> _TEXTO SELECCIONADO_:
--

Desde el final de la crisis de 2008 hasta el surgimiento de la pandemia y de la consiguiente recesión, se habían debilitado los compromisos para culminar la arquitectura de la UEM. La construcción de la Unión Bancaria no se había completado, a falta de un sistema europeo de garantía de depósitos y de avances en la dotación de un fondo de resolución bancaria. Las primas de riesgo eran muy inferiores, y el Semestre Europeo -nuevo mecanismo de coordinación de políticas económicas- funcionaba sin que las autoridades económicas le prestasen demasiada atención. Solo el BCE seguía velando por el interés general de la eurozona, utilizando instrumentos no convencionales para mantener una política monetaria expansiva. Había conciencia de la necesidad de revisar en profundidad las reglas fiscales, pero nadie parecía dispuesto a pasar a la acción.
Como respuesta a la recesión originada por la pandemia, la decisión de crear un nuevo mecanismo de fondos europeos para impulsar el crecimiento y la resiliencia de las economías de la UE, y su financiación mediante deuda mancomunada emitida por la Comisión, ha supuesto un extraordinario aldabonazo. Más allá de 2026, aún no sabemos si ese mecanismo será prolongado, o si servirá al menos de inspiración para avanzar hacia una Unión Fiscal. Sería muy deseable que así fuera, pues las necesidades de financiar ingentes volúmenes de inversión para apoyar las transiciones energética y digital, además de adaptar y reforzar los pilares del Estado de bienestar, no podrán ser atendidas solamente en base a incrementos tributarios o ajustes de gasto. En todo caso, los niveles de endeudamiento público y privado alcanzados durante la pandemia solo son sostenibles si se mantiene un entorno de tipos de interés extraordinariamente bajos, lo cual está empezando a ser cuestionado visto el endurecimiento de las tensiones inflacionistas. Estas incógnitas deberán ser resueltas cuanto antes.

--

> _DATOS PROPORCIONADOS_:
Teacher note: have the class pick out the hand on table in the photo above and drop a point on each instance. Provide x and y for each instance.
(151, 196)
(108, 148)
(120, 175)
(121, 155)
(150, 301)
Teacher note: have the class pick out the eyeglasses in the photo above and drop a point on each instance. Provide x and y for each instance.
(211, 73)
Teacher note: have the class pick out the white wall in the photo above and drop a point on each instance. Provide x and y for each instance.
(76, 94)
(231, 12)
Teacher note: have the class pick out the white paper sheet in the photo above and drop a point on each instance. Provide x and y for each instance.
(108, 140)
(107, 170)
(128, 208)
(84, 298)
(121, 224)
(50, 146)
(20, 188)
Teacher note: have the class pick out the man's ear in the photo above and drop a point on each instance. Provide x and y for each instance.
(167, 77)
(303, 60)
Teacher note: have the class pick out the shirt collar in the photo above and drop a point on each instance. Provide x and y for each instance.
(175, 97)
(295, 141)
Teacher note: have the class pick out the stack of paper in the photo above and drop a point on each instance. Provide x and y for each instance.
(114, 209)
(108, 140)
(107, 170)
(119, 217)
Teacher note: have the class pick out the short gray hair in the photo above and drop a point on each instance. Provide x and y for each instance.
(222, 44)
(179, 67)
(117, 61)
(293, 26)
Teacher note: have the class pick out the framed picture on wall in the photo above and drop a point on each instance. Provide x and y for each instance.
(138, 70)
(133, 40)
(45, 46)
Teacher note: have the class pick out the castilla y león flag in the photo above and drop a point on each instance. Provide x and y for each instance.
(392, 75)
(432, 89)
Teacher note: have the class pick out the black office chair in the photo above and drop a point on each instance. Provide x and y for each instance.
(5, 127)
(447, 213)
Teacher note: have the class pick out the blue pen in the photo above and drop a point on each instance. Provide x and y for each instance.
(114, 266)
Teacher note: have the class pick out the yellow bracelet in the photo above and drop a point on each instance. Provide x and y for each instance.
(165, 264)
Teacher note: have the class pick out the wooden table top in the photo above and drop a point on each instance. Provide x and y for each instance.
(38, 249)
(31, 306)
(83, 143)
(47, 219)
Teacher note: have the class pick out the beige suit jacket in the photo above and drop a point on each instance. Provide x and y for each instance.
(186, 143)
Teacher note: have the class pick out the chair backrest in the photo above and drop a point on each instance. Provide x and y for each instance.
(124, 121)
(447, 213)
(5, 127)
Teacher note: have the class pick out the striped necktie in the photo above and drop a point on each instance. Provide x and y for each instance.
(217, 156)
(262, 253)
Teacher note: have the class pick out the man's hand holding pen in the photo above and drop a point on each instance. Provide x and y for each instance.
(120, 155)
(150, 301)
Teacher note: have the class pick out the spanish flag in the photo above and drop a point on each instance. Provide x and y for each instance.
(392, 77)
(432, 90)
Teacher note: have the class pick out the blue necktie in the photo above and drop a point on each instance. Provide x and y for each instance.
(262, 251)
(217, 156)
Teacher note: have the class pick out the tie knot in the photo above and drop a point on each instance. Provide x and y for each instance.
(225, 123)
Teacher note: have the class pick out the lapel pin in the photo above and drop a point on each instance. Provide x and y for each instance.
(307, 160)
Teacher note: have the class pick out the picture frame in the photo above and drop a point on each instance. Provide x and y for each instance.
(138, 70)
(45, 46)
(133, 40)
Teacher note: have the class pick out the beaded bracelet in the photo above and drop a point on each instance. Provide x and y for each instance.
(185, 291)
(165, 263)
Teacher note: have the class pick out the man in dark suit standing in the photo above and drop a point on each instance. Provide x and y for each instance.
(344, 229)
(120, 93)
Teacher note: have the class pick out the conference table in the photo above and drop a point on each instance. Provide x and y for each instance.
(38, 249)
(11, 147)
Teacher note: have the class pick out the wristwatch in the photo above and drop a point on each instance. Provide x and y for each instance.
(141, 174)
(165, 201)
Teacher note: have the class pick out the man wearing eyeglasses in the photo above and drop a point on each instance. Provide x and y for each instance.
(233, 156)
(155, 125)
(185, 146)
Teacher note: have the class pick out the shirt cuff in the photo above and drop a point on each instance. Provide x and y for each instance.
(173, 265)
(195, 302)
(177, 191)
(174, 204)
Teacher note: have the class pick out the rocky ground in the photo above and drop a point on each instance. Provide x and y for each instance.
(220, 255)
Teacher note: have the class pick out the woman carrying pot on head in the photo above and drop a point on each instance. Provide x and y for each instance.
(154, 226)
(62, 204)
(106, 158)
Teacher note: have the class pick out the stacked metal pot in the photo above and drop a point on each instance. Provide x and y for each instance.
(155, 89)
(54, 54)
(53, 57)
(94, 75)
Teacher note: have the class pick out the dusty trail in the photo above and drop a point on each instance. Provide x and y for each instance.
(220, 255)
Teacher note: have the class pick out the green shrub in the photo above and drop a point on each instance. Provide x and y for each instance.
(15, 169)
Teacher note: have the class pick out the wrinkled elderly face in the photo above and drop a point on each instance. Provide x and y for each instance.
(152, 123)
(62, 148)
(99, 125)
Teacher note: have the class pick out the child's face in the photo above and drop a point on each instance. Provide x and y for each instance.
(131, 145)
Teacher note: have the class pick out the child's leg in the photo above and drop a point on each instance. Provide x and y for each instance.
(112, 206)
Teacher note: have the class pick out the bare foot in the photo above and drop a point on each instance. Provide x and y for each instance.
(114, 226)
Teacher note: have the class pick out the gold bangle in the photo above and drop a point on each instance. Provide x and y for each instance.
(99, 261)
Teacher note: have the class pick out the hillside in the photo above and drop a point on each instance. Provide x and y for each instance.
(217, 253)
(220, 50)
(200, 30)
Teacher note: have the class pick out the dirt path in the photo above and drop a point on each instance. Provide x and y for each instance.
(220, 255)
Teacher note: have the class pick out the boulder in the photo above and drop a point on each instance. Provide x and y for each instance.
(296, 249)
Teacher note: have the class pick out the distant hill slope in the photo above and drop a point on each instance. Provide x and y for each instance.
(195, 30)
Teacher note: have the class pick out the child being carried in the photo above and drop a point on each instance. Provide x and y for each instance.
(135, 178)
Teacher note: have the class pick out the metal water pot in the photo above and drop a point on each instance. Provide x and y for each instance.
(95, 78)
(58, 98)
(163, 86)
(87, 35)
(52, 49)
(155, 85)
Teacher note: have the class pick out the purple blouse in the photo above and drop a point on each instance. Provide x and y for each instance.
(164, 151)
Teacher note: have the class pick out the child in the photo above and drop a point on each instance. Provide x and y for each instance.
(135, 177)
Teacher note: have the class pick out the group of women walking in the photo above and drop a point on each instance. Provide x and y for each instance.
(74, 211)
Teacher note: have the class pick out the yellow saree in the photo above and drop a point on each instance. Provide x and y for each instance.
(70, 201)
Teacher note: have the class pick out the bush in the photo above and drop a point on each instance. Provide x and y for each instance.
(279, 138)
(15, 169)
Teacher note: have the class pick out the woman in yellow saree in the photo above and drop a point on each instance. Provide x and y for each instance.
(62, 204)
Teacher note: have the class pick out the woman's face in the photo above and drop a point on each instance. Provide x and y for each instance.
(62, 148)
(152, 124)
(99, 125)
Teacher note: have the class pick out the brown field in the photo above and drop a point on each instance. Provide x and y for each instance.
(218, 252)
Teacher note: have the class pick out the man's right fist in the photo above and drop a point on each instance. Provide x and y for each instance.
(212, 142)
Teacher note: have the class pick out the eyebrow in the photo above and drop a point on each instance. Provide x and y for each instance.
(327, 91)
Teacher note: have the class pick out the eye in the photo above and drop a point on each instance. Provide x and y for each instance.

--

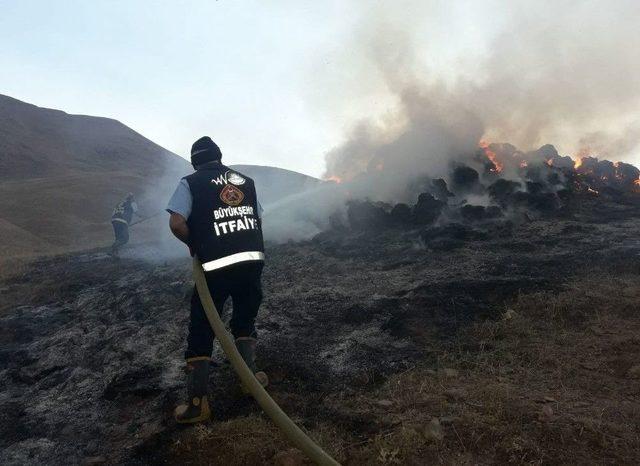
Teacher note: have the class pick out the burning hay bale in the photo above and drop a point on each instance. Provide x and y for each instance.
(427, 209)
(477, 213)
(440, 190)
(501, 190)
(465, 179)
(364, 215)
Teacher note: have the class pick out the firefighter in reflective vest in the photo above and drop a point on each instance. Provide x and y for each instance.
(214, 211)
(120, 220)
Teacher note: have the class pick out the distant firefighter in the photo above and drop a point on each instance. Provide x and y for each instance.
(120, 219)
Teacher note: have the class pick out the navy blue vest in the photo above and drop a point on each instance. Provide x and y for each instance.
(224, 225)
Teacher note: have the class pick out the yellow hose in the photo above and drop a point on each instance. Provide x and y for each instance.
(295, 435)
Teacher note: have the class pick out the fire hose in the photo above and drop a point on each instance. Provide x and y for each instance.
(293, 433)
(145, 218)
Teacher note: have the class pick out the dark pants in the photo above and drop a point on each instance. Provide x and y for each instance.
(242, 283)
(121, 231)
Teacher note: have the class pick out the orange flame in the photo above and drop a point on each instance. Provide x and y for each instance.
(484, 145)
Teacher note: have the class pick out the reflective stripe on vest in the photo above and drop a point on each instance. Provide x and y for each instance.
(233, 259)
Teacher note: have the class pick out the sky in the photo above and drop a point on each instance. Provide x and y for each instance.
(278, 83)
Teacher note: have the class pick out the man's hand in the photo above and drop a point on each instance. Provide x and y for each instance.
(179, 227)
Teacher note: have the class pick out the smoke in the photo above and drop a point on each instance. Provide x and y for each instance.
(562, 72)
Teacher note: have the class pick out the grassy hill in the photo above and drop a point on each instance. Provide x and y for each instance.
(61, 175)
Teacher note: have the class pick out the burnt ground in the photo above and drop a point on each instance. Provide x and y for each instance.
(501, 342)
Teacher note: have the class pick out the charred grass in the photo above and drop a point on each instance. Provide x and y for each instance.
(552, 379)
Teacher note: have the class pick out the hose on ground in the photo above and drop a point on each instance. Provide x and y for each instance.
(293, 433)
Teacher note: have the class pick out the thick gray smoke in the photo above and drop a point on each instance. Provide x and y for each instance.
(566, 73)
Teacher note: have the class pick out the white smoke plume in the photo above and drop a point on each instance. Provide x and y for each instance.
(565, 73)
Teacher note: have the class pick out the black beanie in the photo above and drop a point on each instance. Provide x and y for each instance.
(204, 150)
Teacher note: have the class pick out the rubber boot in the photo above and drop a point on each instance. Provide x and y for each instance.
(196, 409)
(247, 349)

--

> _SOBRE LA TAREA_:
Transcribe sin cambios todo lo que va desde "Desde el final" hasta "a la acción.", incluidas ambas partes, en el texto sobre la unión económica europea. Las entradas no tienen ningún papel en esto.

> _RESPUESTA_:
Desde el final de la crisis de 2008 hasta el surgimiento de la pandemia y de la consiguiente recesión, se habían debilitado los compromisos para culminar la arquitectura de la UEM. La construcción de la Unión Bancaria no se había completado, a falta de un sistema europeo de garantía de depósitos y de avances en la dotación de un fondo de resolución bancaria. Las primas de riesgo eran muy inferiores, y el Semestre Europeo -nuevo mecanismo de coordinación de políticas económicas- funcionaba sin que las autoridades económicas le prestasen demasiada atención. Solo el BCE seguía velando por el interés general de la eurozona, utilizando instrumentos no convencionales para mantener una política monetaria expansiva. Había conciencia de la necesidad de revisar en profundidad las reglas fiscales, pero nadie parecía dispuesto a pasar a la acción.